**WHAT TO DO:**
Count the lines in the entries below that contain the string "light", treating uppercase and lowercase as different. Give only the number.
--- Start RECORD EXTRACTS ---
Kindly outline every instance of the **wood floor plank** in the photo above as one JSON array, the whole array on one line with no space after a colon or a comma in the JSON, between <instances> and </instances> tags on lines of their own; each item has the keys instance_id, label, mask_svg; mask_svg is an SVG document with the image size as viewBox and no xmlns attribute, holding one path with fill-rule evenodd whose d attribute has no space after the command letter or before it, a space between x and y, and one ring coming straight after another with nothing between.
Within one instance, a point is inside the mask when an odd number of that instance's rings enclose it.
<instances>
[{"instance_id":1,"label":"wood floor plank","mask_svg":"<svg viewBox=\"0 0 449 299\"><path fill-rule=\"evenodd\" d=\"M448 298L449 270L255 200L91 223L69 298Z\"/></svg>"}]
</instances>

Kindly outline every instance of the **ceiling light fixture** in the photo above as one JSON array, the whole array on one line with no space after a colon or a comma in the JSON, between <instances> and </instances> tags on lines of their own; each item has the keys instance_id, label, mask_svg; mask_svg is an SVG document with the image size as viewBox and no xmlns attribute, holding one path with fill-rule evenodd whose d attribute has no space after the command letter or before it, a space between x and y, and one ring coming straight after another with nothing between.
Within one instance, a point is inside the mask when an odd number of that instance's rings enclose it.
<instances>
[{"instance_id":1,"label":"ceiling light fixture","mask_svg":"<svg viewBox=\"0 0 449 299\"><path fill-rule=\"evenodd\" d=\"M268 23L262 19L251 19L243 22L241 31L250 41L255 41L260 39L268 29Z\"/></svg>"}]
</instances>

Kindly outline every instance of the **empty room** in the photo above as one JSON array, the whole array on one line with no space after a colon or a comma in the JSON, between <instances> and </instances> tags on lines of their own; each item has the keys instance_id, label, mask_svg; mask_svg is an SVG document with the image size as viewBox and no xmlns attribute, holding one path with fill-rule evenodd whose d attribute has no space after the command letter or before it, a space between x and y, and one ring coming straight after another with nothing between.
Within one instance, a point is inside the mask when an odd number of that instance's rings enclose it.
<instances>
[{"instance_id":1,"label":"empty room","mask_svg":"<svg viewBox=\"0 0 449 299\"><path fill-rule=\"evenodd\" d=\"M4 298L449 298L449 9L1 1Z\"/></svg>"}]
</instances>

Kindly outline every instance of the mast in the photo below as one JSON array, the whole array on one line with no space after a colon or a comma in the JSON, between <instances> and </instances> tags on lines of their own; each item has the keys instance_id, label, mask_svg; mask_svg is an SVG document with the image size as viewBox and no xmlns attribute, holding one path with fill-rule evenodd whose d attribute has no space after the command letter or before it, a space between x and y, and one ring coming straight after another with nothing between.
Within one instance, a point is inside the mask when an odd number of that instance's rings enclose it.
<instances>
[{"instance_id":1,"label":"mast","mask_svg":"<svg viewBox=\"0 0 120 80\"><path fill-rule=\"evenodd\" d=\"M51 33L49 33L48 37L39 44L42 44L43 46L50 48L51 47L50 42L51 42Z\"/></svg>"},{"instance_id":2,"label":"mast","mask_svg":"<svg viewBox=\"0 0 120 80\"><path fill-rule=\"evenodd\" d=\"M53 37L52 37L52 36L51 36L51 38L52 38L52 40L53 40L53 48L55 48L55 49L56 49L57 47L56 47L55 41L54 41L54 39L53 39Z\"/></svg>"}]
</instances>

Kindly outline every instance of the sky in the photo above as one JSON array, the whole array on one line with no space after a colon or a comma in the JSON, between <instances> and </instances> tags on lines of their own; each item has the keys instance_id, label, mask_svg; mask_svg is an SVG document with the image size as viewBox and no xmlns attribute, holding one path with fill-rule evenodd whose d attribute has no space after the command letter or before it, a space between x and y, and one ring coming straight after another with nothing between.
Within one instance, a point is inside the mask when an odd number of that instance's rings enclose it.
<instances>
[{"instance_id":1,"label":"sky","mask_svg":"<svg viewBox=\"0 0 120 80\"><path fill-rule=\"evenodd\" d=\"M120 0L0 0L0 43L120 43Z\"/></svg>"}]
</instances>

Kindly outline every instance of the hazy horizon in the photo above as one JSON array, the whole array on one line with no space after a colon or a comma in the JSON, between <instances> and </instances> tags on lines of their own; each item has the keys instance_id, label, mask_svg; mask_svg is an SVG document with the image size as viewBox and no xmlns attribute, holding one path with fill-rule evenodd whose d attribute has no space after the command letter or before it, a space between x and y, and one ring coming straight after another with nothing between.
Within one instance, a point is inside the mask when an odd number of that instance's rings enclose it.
--- End RECORD EXTRACTS ---
**EXERCISE OUTPUT:**
2